- **What needs to be done**: Please rewrite the lines from the one containing "Wildlife-count tagging: point out every instance of the wrench" through the last line, replacing "innermost" with "central" and leaving everything else unchanged.

- **Source records**:
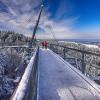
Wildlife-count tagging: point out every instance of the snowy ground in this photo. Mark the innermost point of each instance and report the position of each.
(58, 80)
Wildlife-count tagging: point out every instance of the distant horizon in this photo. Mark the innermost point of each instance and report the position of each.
(65, 18)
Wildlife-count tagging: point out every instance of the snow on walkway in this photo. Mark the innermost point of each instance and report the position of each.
(58, 80)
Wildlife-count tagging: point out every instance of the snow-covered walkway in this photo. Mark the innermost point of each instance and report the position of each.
(58, 80)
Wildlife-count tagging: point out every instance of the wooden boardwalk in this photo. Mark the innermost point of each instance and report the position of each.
(58, 80)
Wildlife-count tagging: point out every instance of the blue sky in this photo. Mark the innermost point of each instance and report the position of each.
(68, 18)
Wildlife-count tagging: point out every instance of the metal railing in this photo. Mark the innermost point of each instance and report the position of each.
(27, 88)
(65, 49)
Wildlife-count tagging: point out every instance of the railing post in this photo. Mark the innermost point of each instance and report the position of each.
(64, 53)
(83, 63)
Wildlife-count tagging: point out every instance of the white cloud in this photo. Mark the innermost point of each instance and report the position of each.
(22, 16)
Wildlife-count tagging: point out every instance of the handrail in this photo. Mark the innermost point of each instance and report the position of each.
(27, 88)
(78, 50)
(83, 53)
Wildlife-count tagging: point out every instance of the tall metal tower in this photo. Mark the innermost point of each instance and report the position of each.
(35, 28)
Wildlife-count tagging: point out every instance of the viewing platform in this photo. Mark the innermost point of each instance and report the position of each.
(50, 77)
(58, 80)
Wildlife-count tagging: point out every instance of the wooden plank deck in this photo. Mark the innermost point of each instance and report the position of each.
(58, 80)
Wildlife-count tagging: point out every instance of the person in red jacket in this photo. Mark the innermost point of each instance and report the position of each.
(43, 44)
(46, 44)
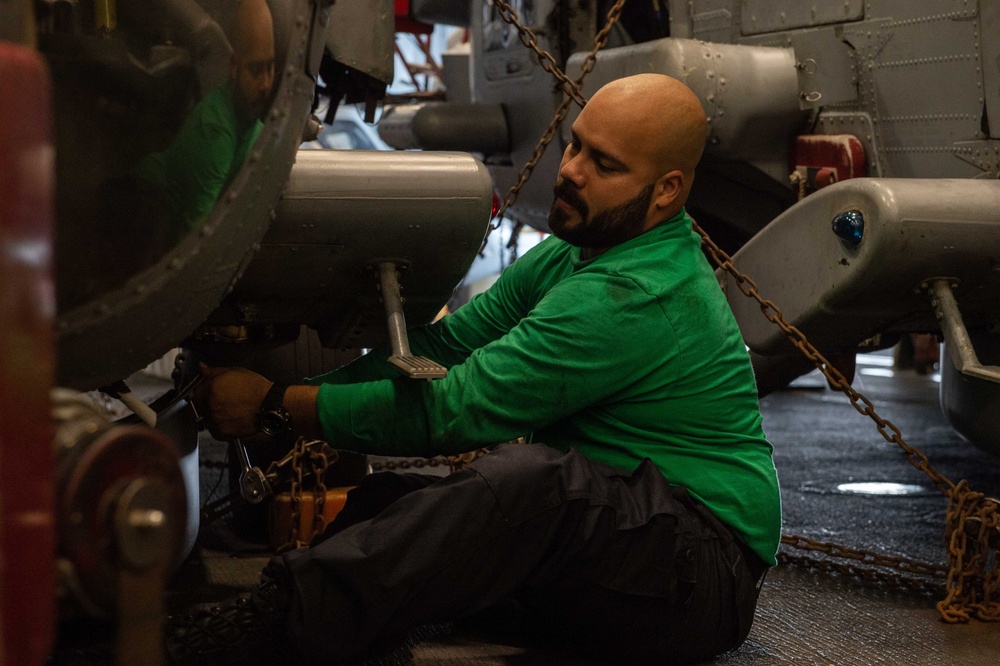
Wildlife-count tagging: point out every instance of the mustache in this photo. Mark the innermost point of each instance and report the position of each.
(569, 193)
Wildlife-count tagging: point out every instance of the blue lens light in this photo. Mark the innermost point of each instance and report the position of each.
(850, 227)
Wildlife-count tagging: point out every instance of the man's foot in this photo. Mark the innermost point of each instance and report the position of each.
(243, 630)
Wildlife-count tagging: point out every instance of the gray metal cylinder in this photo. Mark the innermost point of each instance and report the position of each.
(474, 128)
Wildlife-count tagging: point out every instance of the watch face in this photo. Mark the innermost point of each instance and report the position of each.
(273, 423)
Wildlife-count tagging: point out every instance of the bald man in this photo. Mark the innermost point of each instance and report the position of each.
(639, 519)
(217, 135)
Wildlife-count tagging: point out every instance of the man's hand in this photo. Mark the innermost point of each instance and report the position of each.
(228, 399)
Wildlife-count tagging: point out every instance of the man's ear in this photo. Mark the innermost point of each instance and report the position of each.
(668, 189)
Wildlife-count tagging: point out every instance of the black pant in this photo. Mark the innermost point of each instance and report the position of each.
(621, 566)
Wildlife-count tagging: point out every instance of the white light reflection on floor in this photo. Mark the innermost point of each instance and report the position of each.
(881, 488)
(881, 365)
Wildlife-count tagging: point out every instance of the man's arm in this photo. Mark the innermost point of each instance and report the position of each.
(577, 348)
(229, 399)
(451, 340)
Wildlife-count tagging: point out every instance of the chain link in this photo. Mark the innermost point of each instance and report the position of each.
(308, 458)
(453, 463)
(973, 580)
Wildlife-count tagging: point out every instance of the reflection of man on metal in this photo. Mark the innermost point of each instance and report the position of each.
(638, 523)
(213, 143)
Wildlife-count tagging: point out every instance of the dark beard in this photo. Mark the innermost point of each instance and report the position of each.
(606, 229)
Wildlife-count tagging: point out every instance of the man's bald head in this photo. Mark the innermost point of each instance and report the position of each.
(659, 116)
(253, 29)
(630, 164)
(252, 65)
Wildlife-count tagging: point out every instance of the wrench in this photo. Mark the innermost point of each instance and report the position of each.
(253, 484)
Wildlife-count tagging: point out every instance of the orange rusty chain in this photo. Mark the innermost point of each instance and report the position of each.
(972, 581)
(318, 456)
(570, 88)
(973, 578)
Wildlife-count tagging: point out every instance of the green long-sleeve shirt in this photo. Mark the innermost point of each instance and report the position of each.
(202, 160)
(630, 355)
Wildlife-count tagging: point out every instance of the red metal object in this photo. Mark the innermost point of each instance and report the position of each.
(27, 360)
(406, 24)
(842, 154)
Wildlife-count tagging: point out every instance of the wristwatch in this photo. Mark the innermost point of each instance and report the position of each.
(272, 417)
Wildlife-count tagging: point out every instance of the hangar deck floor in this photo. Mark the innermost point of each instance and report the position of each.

- **Output for this task**:
Wildlife-count tagging: point out every instance of the wrench in this photo. Mark the central point of each instance and report the position of each.
(253, 484)
Wildlife-count tagging: point out every instance of the orange rusty chain in this photo. Mark the central point of each instance and report the position of each.
(972, 581)
(318, 456)
(570, 88)
(973, 578)
Wildlife-count tagging: point out every instance of the green long-sleeve shirt in this photo. Mark the central point of each instance and report the position of each.
(202, 160)
(630, 355)
Wildlife-count tagging: point out every instance of the red metal object in this photo. Mark the central point of each instance and report the position of each.
(27, 360)
(406, 24)
(842, 154)
Wildlife-count tagging: point out every instance of the wristwatch in this photo. Mark the central point of each instance and report the position of each.
(272, 417)
Wildlife-count tagging: point out every instance of the hangar deck floor in this photo. Mark the central point of each instance and report the position of each.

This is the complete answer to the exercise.